> _SET TASK_: Repeat exactly the lines from the line containing "stone rubble wall?" through the last line of the records below, inclusive, and nothing else.

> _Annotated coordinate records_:
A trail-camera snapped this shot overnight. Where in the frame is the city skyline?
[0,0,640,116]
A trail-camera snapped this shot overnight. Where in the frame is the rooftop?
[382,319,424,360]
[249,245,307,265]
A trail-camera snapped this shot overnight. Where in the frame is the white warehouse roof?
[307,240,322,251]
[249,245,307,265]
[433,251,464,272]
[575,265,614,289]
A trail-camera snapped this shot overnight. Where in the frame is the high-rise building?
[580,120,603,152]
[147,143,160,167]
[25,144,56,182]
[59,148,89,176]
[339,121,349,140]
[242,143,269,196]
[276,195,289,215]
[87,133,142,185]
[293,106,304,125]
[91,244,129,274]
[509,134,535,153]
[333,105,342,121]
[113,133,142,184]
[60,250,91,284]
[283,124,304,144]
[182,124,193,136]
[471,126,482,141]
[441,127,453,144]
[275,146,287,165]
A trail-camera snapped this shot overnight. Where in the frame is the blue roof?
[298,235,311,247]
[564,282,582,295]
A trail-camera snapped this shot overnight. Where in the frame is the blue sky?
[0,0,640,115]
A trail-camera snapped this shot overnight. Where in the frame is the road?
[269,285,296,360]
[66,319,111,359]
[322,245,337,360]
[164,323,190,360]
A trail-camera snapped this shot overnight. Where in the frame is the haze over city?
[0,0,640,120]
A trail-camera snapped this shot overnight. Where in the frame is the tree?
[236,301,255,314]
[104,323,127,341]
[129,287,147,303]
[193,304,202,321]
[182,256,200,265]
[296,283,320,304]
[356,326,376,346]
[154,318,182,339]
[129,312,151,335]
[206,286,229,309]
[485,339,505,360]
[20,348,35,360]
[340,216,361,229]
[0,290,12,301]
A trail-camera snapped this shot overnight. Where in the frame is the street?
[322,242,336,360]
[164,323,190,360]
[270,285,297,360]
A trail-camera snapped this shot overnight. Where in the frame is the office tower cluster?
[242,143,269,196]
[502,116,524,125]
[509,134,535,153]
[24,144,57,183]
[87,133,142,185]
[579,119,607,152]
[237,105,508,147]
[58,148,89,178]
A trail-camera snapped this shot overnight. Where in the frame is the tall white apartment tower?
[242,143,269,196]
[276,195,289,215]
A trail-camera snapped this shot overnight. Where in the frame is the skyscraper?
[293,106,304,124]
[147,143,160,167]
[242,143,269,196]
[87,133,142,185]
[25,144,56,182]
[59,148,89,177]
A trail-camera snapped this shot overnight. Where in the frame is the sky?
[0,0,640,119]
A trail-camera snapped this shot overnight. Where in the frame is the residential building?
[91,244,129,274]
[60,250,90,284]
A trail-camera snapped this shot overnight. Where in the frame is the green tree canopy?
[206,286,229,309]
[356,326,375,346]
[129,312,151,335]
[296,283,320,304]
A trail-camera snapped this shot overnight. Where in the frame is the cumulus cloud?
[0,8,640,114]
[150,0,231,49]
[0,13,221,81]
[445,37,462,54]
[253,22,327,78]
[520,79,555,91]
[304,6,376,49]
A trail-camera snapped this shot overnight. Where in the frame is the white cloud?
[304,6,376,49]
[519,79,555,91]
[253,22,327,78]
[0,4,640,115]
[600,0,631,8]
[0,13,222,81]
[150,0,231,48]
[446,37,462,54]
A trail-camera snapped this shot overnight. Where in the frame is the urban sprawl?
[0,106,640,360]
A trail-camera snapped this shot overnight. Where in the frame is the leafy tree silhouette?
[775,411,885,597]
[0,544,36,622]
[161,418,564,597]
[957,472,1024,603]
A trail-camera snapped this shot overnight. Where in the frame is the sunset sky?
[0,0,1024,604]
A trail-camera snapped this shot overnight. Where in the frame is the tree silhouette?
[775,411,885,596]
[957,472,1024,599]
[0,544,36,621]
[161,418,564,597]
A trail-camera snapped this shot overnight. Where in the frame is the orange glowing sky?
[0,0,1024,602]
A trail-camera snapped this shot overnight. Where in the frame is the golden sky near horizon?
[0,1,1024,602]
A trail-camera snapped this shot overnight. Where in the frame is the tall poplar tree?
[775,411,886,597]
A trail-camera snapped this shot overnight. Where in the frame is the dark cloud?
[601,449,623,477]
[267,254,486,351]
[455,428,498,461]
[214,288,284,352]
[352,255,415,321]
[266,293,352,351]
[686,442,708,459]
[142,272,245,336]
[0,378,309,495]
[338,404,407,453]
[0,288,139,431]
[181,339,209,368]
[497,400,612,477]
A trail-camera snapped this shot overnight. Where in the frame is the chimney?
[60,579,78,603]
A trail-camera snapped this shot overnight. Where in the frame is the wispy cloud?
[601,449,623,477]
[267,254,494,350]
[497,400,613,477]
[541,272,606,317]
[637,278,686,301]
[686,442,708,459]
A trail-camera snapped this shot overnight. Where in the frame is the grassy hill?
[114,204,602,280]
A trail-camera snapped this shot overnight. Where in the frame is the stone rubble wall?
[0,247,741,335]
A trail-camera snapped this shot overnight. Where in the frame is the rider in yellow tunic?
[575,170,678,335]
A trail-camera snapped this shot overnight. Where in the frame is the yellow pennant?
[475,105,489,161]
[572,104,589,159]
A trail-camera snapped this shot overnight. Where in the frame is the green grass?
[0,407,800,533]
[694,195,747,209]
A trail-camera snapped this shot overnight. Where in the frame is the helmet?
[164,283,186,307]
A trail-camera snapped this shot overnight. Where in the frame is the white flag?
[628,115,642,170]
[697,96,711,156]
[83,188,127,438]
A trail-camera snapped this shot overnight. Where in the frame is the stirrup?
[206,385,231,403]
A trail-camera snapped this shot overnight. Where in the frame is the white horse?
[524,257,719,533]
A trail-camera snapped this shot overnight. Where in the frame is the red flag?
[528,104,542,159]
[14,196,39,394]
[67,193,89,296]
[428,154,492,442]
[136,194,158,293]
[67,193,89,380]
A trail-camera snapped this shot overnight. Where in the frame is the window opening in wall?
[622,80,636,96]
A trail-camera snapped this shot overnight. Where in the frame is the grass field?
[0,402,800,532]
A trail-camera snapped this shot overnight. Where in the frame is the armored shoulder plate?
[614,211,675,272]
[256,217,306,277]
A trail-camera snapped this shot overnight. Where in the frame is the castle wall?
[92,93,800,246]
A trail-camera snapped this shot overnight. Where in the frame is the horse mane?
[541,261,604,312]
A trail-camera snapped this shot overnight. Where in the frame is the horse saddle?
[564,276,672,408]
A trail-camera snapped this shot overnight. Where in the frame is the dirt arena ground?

> _SOLUTION TO THIS EXERCISE_:
A trail-camera snapped this shot overnight. Where in the frame is the stone rubble wall?
[0,247,741,335]
A trail-camera snapped this shot overnight. Where in the frame is the rider in yellow tunic?
[575,170,678,335]
A trail-camera snapped this shot overnight. Where in the frame is the yellow pennant?
[475,105,489,161]
[572,104,589,159]
A trail-camera snapped this shot overnight. Where in the frame is the green grass?
[0,407,800,533]
[694,195,747,209]
A trail-camera snapped this shot overnight. Where in the frame is the helmet?
[164,283,186,307]
A trail-camera snapped this shot overnight. Where in the frame is the white flag?
[628,115,642,170]
[697,96,711,156]
[83,188,127,438]
A trail-camera snapped this shot overnight. Where in the frame is the stirrup?
[206,385,231,403]
A trail-camera snapped this shot overnight. Where in the frame is the white horse?
[524,257,719,533]
A trail-camera snapped this shot overnight. Where in the frame is the red flag?
[528,104,542,159]
[14,196,39,394]
[67,193,89,296]
[428,154,492,442]
[136,194,158,293]
[67,193,89,380]
A trail-camera snapped this shot overnight. Where in the frame is the window opening in wall?
[622,80,636,96]
A trail-camera snapped this shot overnight. Where in the frame is the grass field?
[0,402,800,532]
A trail-camera snapped this shot overnight. Where in the frame is the armored shoulder plate?
[614,211,675,272]
[256,217,306,277]
A trail-camera snapped this shot overnight. Where in the frame is the castle wall?
[92,93,800,246]
A trail-camera snapped this shot overnight. Where in the frame is the horse mane?
[541,261,604,312]
A trail-camera snapped this shot overnight. Where in the frame is the horse saddle?
[564,276,672,408]
A trail-camera snapped this shot overnight. Where in the frame is the dirt arena ground?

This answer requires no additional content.